**To be done:**
Starting at the line that contains "You are given a photograph. Locate the green tree", restate each line word for word through the final line of the data, keeping both ends.

**Given data:**
++++++++

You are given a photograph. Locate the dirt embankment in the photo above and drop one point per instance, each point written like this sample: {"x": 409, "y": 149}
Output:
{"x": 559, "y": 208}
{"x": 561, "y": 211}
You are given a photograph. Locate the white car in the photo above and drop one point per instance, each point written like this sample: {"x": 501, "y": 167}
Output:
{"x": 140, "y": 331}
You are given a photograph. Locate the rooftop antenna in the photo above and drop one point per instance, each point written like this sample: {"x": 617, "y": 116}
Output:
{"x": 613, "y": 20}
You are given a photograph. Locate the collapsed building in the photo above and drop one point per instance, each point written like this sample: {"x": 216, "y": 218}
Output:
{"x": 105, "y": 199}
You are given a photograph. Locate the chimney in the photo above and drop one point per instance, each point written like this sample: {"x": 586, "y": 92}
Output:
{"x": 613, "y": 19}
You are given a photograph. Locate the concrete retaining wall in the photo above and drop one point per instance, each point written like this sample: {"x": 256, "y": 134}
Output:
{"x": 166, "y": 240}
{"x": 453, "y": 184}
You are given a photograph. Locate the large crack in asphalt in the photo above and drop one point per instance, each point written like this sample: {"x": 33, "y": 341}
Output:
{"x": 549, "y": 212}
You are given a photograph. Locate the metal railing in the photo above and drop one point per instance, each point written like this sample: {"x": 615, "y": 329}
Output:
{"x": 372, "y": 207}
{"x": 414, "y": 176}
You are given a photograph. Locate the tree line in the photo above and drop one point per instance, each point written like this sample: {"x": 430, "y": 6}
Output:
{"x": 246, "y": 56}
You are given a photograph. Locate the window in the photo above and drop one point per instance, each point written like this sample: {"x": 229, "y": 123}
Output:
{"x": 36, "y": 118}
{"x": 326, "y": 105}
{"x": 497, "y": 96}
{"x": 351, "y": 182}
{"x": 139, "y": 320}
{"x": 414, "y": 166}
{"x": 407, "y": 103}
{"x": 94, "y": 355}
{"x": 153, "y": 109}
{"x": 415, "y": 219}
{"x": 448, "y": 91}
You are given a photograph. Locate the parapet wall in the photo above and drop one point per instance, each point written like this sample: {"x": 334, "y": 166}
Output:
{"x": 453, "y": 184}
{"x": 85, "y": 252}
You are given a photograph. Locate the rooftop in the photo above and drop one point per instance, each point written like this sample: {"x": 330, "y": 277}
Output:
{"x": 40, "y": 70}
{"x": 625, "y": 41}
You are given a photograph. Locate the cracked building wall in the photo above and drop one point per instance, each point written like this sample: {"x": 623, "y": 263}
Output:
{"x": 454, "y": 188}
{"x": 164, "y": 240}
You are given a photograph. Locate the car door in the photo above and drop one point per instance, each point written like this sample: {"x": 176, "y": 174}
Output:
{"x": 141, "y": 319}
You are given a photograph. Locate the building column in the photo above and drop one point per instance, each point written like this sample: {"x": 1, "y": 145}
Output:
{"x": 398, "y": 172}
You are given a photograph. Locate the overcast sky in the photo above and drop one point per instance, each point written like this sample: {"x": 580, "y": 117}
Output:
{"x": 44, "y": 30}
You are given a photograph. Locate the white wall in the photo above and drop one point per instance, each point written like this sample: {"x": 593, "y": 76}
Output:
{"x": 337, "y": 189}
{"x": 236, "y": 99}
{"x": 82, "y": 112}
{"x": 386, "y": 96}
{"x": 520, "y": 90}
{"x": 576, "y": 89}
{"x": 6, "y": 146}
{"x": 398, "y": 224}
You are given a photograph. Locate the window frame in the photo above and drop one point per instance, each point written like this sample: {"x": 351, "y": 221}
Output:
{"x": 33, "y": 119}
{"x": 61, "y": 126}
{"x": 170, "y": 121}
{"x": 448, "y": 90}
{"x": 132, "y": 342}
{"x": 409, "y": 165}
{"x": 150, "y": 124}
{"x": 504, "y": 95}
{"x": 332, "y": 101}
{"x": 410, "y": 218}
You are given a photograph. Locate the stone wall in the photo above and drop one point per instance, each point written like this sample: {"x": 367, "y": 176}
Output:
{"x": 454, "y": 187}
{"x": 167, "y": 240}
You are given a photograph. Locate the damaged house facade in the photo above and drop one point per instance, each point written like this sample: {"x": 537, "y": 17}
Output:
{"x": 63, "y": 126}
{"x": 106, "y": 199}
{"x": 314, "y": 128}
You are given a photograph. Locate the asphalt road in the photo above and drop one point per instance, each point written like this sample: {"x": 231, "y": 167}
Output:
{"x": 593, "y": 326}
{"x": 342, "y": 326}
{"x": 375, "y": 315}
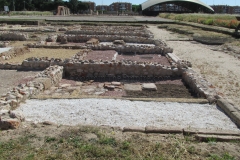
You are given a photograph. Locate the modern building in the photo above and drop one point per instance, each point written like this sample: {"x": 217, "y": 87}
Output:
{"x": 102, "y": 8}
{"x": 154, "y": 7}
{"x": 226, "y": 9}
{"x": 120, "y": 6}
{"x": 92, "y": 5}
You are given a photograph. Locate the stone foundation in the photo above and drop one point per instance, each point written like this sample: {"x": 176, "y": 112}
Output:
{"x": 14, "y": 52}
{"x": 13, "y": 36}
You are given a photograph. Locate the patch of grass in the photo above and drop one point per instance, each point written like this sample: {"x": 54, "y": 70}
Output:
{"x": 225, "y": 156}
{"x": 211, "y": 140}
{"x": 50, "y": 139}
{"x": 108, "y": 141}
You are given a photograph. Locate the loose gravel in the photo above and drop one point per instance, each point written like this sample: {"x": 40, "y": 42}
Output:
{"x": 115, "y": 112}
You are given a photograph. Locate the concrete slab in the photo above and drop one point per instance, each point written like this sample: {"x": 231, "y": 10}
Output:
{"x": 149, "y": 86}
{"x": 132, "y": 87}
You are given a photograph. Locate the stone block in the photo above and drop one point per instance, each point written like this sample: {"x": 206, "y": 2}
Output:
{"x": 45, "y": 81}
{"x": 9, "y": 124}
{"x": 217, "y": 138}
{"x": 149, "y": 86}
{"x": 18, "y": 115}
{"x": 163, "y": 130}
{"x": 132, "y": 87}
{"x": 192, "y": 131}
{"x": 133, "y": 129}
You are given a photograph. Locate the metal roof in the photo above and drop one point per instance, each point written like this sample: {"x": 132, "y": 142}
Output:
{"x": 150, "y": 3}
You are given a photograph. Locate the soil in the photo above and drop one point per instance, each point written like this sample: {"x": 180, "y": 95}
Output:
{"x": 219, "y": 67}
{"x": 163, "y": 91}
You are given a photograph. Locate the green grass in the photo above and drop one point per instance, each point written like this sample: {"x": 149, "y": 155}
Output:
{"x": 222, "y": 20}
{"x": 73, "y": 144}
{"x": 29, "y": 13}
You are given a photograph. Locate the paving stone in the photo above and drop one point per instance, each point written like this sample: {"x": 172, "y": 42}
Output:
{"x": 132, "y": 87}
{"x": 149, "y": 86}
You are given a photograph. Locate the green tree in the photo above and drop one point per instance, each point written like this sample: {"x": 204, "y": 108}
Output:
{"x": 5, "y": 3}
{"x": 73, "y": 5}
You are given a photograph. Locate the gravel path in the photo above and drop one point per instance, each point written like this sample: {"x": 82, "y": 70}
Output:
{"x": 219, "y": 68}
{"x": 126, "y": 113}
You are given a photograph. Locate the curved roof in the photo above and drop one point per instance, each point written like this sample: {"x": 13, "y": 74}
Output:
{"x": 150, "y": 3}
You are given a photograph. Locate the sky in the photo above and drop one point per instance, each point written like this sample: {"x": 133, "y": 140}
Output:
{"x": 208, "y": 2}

++++++++

**Task answer:**
You are given a photograph. Locate the green tree in the photo above and drop one point per instance, each point written like this sample: {"x": 204, "y": 108}
Output:
{"x": 5, "y": 3}
{"x": 73, "y": 5}
You are given a photograph. Locate the gravel path in the photo above and drop one point per instance, each point written like this sample: {"x": 82, "y": 70}
Output:
{"x": 219, "y": 68}
{"x": 126, "y": 113}
You are given a photograph. Locate the curved roof in the photo above and drop one point per instance, each point written like this sample: {"x": 13, "y": 74}
Output:
{"x": 150, "y": 3}
You are given a photograph. Locate the sky in the photo above and drop one point per instance, each point written like this sample: {"x": 133, "y": 140}
Output:
{"x": 208, "y": 2}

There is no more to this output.